给定文本:
Python3《机器学习实战》代码笔记(二)--- 决策树算法

参考资料:

机器学习实战

决策树的python3实现代码:

"""
@Descripttion: 决策树
优点:计算复杂度不高,输出结果易于理解,对中间值的缺失不敏感,可以处理不相关特征数据
缺点:可能会产生过度匹配问题
适用数据类型:数值型和标称型
@version: 0.0.1
@Author: tqrs
@dev: python3 vscode
@Date: 2019-06-03 12:15:20
@LastEditors: tqrs
@LastEditTime: 2019-10-26 02:17:15
"""

from math import log
import operator
import pickle


def createDataSet():
    """
    [summary]:创建数据集
    
    Returns:
            dataSet - 数据集
            labels - 分类属性
    """
    dataSet = [
        [0, 0, 0, 0, "no"],
        [0, 0, 0, 1, "no"],
        [0, 1, 0, 1, "yes"],
        [0, 1, 1, 0, "yes"],
        [0, 0, 0, 0, "no"],
        [1, 0, 0, 0, "no"],
        [1, 0, 0, 1, "no"],
        [1, 1, 1, 1, "yes"],
        [1, 0, 1, 2, "yes"],
        [1, 0, 1, 2, "yes"],
        [2, 0, 1, 2, "yes"],
        [2, 0, 1, 1, "yes"],
        [2, 1, 0, 1, "yes"],
        [2, 1, 0, 2, "yes"],
        [2, 0, 0, 0, "no"],
    ]
    labels = ["年龄", "有工作", "有自己的房子", "信贷情况"]
    # 返回数据集和分类属性
    return dataSet, labels


def calcShannonEnt(dataSet):
    """
    [summary]:计算给定数据集的香农熵
    
    Arguments:
        dataSet  -- 数据集
    
    Returns:
        shannonEnt - 经验熵(香农熵)
    """
    # 返回数据集的行数
    numEntries = len(dataSet)
    labelCounts = {}  # 为所有可能的分类创建字典
    for featVec in dataSet:  # 对每组特征向量进行统计
        currentLabel = featVec[-1]  # 提取标签(Label)信息
        # Label计数
        labelCounts[currentLabel] = labelCounts.get(currentLabel, 0) + 1

    shannonEnt = 0.0  # 经验熵(香农熵)
    for key in labelCounts:
        prob = float(labelCounts[key] / numEntries)
        shannonEnt -= prob * log(prob, 2)  # log base 2
    return shannonEnt


def splitDataSet(dataSet, axis, value):
    """
    [summary]: 按照给定特征划分数据集
    
    Arguments:
        dataSet {[type]} -- 待划分的数据集
        axis {[type]} -- 划分数据集的特征
        value {[type]} -- 需要返回的特征的值
    
    Returns:
        retDataSet -- 返回的数据集列表
    """
    retDataSet = []
    for featVec in dataSet:  # 遍历数据集
        if featVec[axis] == value:
            reducedFeatVec = featVec[:axis] + featVec[axis + 1 :]
            retDataSet.append(reducedFeatVec)

数据部分:

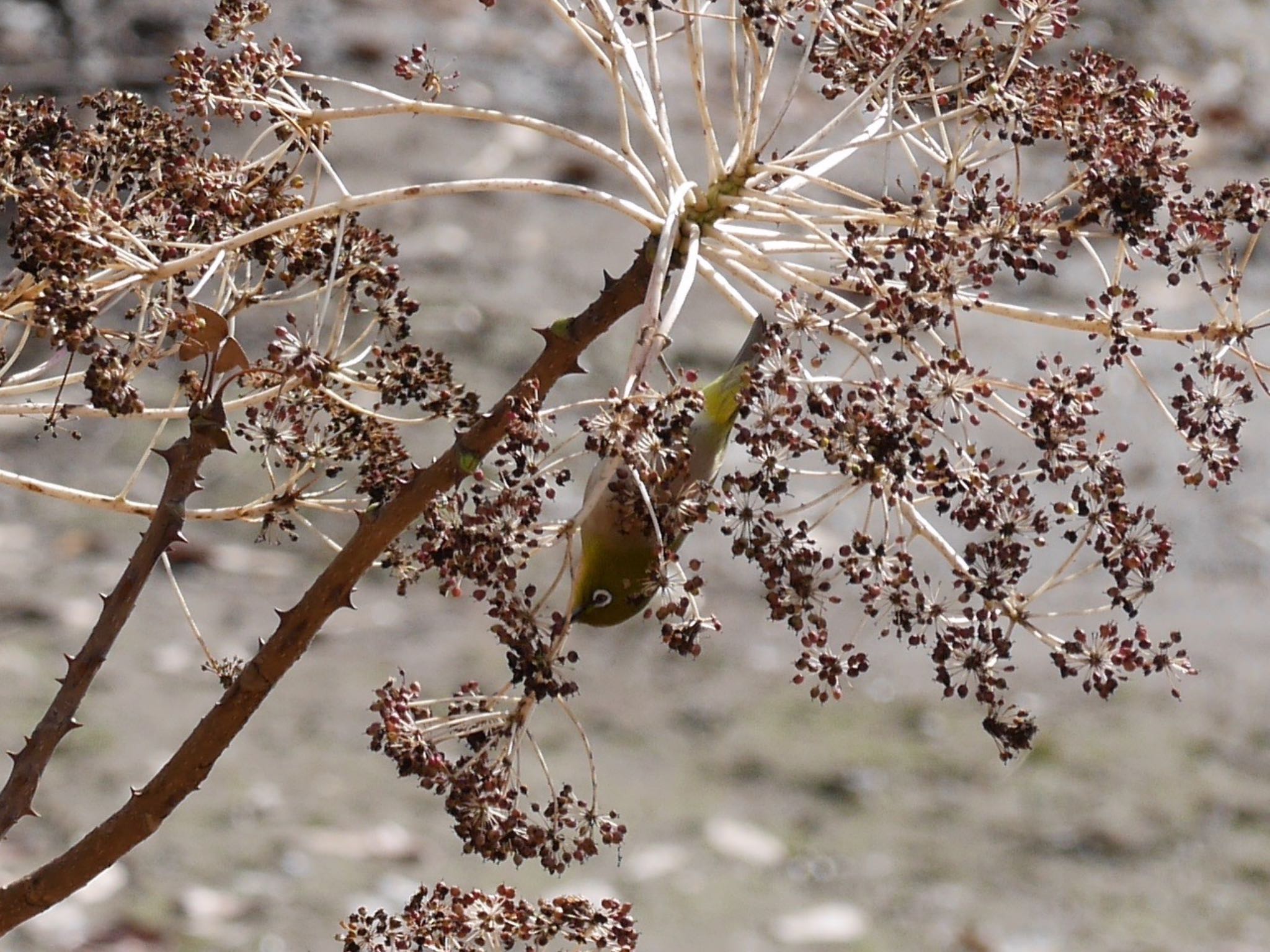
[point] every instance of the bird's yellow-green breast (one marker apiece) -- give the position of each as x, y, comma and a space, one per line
618, 551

任务:
1. 请把决策树笔记中以“@Descripttion: 决策树”开头的那段说明改写成要点列表，保留主要信息。
2. 请原样抄出决策树笔记中的一段：从含有“retDataSet = []”的地方开始，抄到“retDataSet.append(reducedFeatVec)”为止。
3. 请紧接着决策树笔记最后显示的那一行往下续写。

参考答案:
1.
- 内容：决策树
- 优点：计算复杂度不高，输出结果易于理解，对中间值的缺失不敏感，可以处理不相关特征数据
- 缺点：可能会产生过度匹配问题
- 适用数据类型：数值型和标称型
- 版本：0.0.1
- 作者：tqrs
- 开发环境：python3 vscode
- 创建时间：2019-06-03 12:15:20
- 最后编辑者：tqrs
- 最后编辑时间：2019-10-26 02:17:15

2.
retDataSet = []
    for featVec in dataSet:  # 遍历数据集
        if featVec[axis] == value:
            reducedFeatVec = featVec[:axis] + featVec[axis + 1 :]
            retDataSet.append(reducedFeatVec)

3.
    return retDataSet


def chooseBestFeatureToSplit(dataSet):
    """
    [summary]:选择最好的数据集划分方式(信息增益最大)
    
    Arguments:
        dataSet {[type]} -- 数据集
    
    Returns:
        bestFeature -- 最优特征特征的索引值
    """
    numFeatures = len(dataSet[0]) - 1  # 特征数量
    baseENtropy = calcShannonEnt(dataSet)  # 整个数据集的原始香农熵
    bestInfoGain = 0.0  # 信息增益
    bestFeature = -1  # 最优特征的索引值
    for i in range(numFeatures):
        featList = [example[i] for example in dataSet]
        uniqueVals = set(featList)  # 创建唯一的分类标签,set元素不可重复
        newEntropy = 0.0  # 经验条件熵
        # 计算每种划分方式的信息熵
        for value in uniqueVals:
            subDataSet = splitDataSet(dataSet, i, value)  # subDataSet划分后的子集
            prob = len(subDataSet) / float(len(dataSet))  # 计算子集的概率
            newEntropy += prob * calcShannonEnt(subDataSet)
        infoGain = baseENtropy - newEntropy  # 信息增益
        print("第%d个特征的增益为%.3f" % (i, infoGain))
        if infoGain > bestInfoGain:
            bestInfoGain = infoGain
            bestFeature = i
    return bestFeature


def majorityCnt(classList):
    """
    [summary]:统计classList中出现次数最多的元素(类标签)
    
    Arguments:
        classList {[type]} -- 类标签列表
    
    Returns:
        sortedClassCount[0][0] -- 出现此处最多的元素(类标签)
    """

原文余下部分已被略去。